With modern medicine creating drugs that can be misused for addiction, and opioid drugs for medical care sometimes leading to addiction, many health-related professions are looking hard at prescriptions, prescribing practices and education.
The increasing number of deaths from opioids is forcing a look at how opioids are prescribed, from the drugs themselves to potential alternatives to how many pills should be in a prescription.
The University at Buffalo is dealing with the problem by increasing education in fields from medical education to social work, with 1,000 students from 11 professional groups gathering November 9 to talk about a fictional case of a woman who goes from dental problems to addiction and what went wrong.
Dr. Lisa Jane Jacobsen, associate dean of the Jacobs Medical School for curriculum, said the large group will break down to many small groups.
"Getting together, the students are going to be grouped together in groups of seven or eight with a faculty facilitator and go through a case of a nice, normal female patient who could have been anybody, a person out there who starts getting dental work and suddenly before you know it she has an addiction problem and how it affects her life," she said.
Jacobsen said there is awareness in the larger community as well as doctors and doctors in training.
"Everyone's talking about the opioid epidemic and, sadly, everyone has somebody they know who is suffering from it or has died from it," she said. "It's so common now that when you look in a room and ask your audience of all kinds of people actually, from all different backgrounds. If you even look at a class of interns and residents and medical students, you are going to see all kinds of hands raised."
Jacobsen said part of the problem stems from new ways to prescribe for pain management.
"That it was really important, of course, to keep patients comfortable and almost to a negative point, that pain became the most important thing and that you wanted patients to be smiling and happy and not feeling discomfort," Jacobsen said. "And overdoing it a little bit was considered to be okay."
That attitude is changing. In some states, governments are placing severe restriction on prescribing practices to limit the number of pills floating around.
Jacobsen said when she meets with med students now, there is personal awareness of the opioid problem and a desire to learn best practices for prescription practices and specific medications.

(Listing from a data collection)
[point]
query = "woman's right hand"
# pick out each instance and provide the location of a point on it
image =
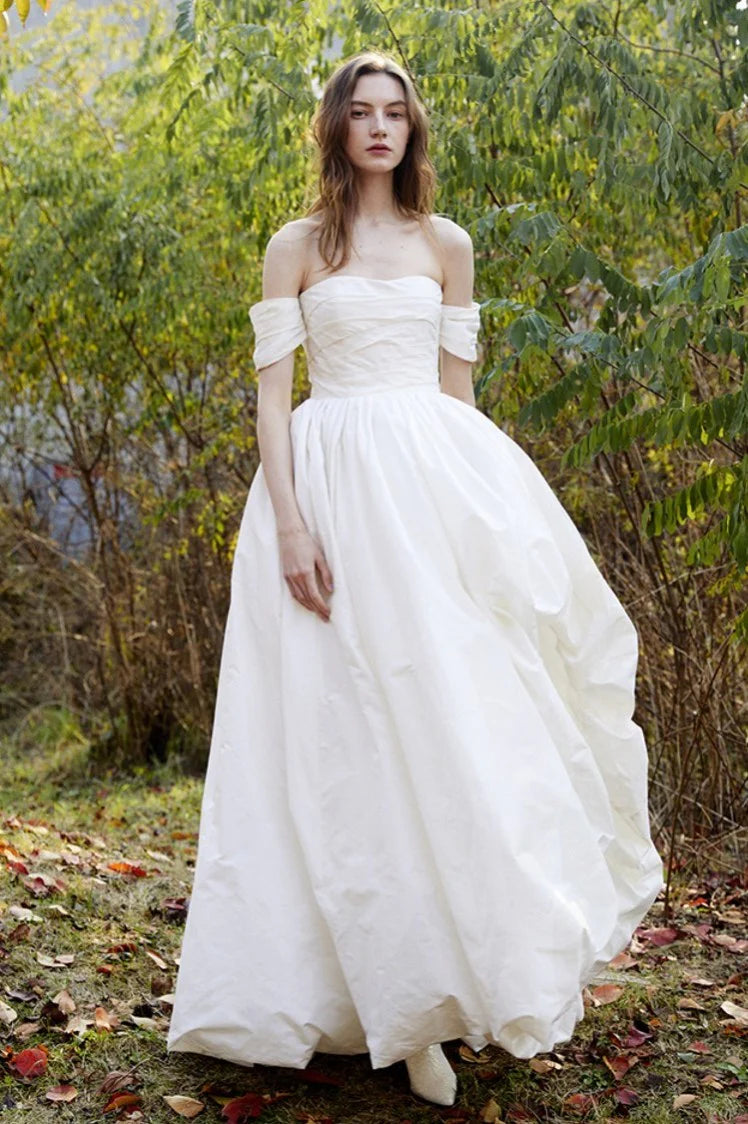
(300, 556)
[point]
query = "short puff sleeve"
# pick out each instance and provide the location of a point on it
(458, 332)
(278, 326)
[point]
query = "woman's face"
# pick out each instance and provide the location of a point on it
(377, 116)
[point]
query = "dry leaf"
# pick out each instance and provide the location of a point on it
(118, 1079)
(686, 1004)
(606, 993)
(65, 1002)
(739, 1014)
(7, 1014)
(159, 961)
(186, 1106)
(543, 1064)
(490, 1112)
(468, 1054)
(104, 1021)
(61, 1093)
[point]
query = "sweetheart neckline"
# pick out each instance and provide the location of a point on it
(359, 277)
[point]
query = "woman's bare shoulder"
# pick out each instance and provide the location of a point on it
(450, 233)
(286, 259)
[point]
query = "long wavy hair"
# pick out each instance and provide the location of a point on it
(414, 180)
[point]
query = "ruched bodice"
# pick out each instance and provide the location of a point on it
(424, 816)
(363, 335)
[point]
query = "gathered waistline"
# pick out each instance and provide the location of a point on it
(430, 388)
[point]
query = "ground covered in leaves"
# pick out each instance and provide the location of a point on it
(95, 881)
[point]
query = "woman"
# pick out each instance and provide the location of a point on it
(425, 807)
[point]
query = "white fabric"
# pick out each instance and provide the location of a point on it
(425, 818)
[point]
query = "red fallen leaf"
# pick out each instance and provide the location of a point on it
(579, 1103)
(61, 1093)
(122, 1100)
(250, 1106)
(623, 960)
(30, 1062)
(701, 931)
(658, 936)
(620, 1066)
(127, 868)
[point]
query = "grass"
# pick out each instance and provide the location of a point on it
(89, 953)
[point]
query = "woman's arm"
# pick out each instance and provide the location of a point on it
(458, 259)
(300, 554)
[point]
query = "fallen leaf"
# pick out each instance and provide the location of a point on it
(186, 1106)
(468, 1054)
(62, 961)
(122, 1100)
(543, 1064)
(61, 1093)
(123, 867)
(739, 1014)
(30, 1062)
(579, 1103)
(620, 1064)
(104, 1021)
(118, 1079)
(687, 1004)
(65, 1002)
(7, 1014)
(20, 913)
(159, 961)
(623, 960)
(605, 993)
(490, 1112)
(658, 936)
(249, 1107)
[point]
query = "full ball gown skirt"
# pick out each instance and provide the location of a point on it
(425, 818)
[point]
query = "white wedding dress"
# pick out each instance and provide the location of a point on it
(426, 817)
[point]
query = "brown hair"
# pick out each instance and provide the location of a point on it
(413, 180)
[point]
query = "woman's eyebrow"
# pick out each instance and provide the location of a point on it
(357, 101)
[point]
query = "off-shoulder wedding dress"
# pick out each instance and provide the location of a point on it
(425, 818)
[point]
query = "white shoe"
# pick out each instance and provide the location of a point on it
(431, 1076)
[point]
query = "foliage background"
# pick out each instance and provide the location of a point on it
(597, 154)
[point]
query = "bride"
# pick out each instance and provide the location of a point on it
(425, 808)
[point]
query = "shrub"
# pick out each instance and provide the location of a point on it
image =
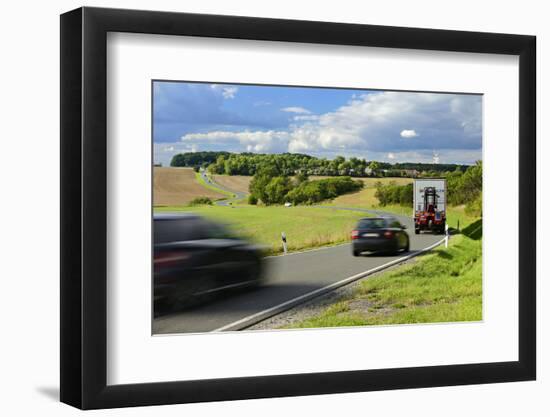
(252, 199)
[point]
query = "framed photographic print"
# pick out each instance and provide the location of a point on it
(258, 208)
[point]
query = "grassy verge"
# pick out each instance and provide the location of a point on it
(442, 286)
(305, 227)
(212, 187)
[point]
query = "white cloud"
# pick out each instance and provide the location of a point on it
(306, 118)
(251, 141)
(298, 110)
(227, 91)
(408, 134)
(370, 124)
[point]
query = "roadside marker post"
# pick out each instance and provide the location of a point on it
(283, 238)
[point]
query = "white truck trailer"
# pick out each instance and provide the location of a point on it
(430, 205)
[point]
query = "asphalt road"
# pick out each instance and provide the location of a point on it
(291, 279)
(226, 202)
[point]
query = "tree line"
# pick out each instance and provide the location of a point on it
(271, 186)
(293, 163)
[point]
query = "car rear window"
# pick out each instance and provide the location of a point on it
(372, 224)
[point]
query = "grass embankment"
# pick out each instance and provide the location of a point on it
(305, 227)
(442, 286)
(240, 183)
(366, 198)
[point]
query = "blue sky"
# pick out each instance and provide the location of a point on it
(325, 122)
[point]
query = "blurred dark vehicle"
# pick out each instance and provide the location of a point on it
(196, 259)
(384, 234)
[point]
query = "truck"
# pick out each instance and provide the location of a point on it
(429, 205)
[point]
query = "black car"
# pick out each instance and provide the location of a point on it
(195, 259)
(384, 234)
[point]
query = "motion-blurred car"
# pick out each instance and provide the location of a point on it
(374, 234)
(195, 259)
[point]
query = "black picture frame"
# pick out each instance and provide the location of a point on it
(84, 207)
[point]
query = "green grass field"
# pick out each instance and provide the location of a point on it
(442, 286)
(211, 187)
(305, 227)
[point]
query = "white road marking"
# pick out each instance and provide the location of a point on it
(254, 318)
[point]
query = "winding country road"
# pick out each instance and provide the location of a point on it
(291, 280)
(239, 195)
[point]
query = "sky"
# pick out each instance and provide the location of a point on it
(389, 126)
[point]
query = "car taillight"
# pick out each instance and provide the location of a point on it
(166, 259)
* * *
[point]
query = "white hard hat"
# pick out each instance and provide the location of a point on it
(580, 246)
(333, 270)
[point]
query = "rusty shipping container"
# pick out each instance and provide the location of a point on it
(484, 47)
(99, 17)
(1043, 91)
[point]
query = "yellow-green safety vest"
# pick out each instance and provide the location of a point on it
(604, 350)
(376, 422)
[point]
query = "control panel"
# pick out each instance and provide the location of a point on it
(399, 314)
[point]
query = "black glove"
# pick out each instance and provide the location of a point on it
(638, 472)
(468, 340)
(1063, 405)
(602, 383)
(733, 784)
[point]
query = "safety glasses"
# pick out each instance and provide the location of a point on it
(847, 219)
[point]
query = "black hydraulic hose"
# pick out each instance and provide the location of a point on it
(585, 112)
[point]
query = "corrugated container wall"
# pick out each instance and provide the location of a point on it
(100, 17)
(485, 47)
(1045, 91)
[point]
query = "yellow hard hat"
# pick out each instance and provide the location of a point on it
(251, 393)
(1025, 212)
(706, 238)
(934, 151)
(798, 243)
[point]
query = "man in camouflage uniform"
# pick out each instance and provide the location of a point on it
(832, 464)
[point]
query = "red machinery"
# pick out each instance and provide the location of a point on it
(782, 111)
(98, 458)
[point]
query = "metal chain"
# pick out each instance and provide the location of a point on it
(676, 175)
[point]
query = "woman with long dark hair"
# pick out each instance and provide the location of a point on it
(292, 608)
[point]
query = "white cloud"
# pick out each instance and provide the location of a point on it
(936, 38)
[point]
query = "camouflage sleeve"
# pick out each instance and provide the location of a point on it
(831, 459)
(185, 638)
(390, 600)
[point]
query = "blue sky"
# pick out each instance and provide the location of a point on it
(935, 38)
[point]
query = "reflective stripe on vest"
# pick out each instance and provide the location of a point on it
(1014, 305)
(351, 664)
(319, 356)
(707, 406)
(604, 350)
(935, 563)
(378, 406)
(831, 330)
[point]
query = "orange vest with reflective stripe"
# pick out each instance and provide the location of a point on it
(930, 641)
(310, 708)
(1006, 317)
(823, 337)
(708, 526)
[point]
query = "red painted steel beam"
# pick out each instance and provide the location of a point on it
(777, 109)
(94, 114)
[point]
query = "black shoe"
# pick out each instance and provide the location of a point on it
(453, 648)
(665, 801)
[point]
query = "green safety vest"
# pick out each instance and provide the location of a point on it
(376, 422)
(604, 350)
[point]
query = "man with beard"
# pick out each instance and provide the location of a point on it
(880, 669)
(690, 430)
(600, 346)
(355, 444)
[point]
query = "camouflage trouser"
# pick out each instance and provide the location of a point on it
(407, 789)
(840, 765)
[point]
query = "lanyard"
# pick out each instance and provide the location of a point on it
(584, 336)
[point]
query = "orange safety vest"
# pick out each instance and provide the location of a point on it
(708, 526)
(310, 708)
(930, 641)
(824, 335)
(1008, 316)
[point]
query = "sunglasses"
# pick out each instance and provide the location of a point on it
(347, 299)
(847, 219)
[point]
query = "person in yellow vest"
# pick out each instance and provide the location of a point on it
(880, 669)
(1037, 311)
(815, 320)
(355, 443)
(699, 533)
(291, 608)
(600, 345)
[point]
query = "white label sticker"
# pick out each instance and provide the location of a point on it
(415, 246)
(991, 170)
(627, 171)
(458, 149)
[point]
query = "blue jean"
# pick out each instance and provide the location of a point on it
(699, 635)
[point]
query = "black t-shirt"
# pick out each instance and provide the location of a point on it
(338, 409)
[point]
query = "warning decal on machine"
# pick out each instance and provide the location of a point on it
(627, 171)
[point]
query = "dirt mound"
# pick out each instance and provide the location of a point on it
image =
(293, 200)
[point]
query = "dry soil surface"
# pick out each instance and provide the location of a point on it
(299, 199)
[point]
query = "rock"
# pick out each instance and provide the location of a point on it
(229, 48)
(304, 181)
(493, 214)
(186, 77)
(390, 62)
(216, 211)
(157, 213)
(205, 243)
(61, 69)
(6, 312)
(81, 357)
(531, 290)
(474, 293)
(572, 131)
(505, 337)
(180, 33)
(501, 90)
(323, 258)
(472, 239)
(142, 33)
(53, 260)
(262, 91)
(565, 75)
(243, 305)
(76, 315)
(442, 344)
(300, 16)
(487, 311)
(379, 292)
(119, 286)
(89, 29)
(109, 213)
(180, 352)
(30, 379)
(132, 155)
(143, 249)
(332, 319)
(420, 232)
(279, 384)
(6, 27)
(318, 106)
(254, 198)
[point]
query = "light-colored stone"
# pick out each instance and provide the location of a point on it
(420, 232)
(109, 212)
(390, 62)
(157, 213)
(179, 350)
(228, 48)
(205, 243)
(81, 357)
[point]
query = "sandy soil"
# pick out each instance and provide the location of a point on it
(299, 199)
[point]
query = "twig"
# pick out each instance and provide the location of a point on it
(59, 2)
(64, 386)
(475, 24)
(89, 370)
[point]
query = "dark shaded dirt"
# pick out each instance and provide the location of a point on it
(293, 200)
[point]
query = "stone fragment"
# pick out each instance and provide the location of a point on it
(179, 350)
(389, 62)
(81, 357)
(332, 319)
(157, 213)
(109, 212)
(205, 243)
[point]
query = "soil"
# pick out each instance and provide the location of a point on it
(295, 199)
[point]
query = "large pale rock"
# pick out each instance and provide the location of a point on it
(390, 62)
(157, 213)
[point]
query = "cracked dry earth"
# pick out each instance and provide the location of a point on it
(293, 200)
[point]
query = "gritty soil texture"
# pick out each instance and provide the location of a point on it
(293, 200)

» WHAT TO DO
In the article on opioid education at the University at Buffalo, how many students will each small group hold? The listing has nothing to do with what is asked here.

» OUTPUT OF THE EXERCISE
Seven or eight students, each group with a faculty facilitator.